Alıntılanan Metin:
--*--

MHP’den neden istifa ettim?

MHP’ye 1976 yılında katıldım. Sırasıyla, İlçe delegeliği, İl delegeliği, İlçe yönetim kurulu üyeliği, Genel Merkez delegeliği ve son yerel seçimlerde, belediye meclis üyesi adaylığı görevlerinde bulundum. 42 yıl süren üyeliğim sırasında hiç bir görevden kaçmadım. Bu süreç içinde üyesi olduğum partime zarar verecek hiçbir kötü eylemde bulunmadım.
Son bir yıl öncesine kadar MHP’nin bütün çalışmalarına katıldım. Rahmetli Başbuğun toplantılarına ve cenaze törenine de katılanlardanım.
Başbuğ Türkeş, Bursa’da bir toplantıda, “Önce ülkem, milletim, sonra partim, din için, bayrak için, vatan için canını seve seve veremeyecekler varsa salonu terk etsin” demişti. İki dakika bekledikten sonra devam etti: “Ülkücü mafya var diyorlar, ülkücüden mafya olmaz, mafyadan ülkücü olmaz. Ülkücü olmak o kadar kolay değilDİR. Ülkücüler, sahabelerin yaşadığı hayatı yaşayanlardır. Ben ülkücü adayıyım” diyerek sözlerine sürdürdü.. Çok etkilenmiştim. O günkü bu sözleri iliklerime işledi ve ilkelerim oldu!

--*--

Verilen Bilgiler:
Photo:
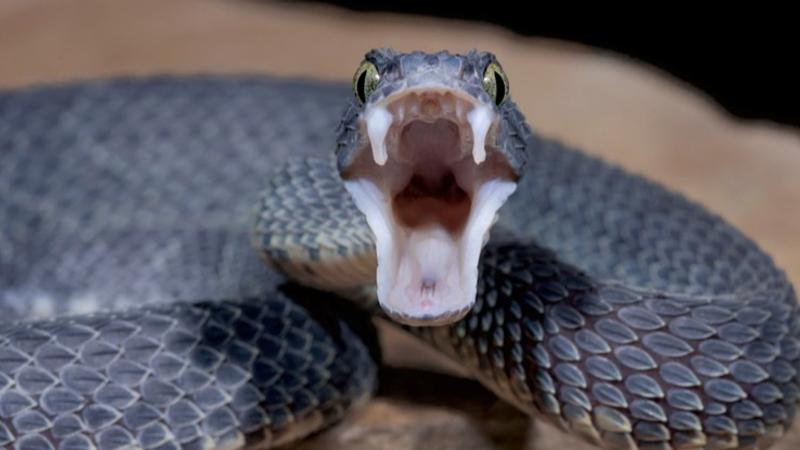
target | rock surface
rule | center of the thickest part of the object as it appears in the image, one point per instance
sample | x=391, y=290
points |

--*--

Yapılacaklar:
1. Alıntılanan metne göre şu soruları yanıtlayın:
(a) Yazar MHP'ye hangi yıl katıldı?
(b) Yazarın üyeliği kaç yıl sürdü?
(c) Türkeş'in sözleri aktarılan toplantı hangi şehirde yapıldı?
2. Alıntılanan metinden, "MHP’den neden istifa" sözleriyle başlayıp "kötü eylemde bulunmadım." sözleriyle biten bölümü aynen çıkarın.

Yanıtlar:
1.
(a) 1976
(b) 42 yıl
(c) Bursa

2.
MHP’den neden istifa ettim?

MHP’ye 1976 yılında katıldım. Sırasıyla, İlçe delegeliği, İl delegeliği, İlçe yönetim kurulu üyeliği, Genel Merkez delegeliği ve son yerel seçimlerde, belediye meclis üyesi adaylığı görevlerinde bulundum. 42 yıl süren üyeliğim sırasında hiç bir görevden kaçmadım. Bu süreç içinde üyesi olduğum partime zarar verecek hiçbir kötü eylemde bulunmadım.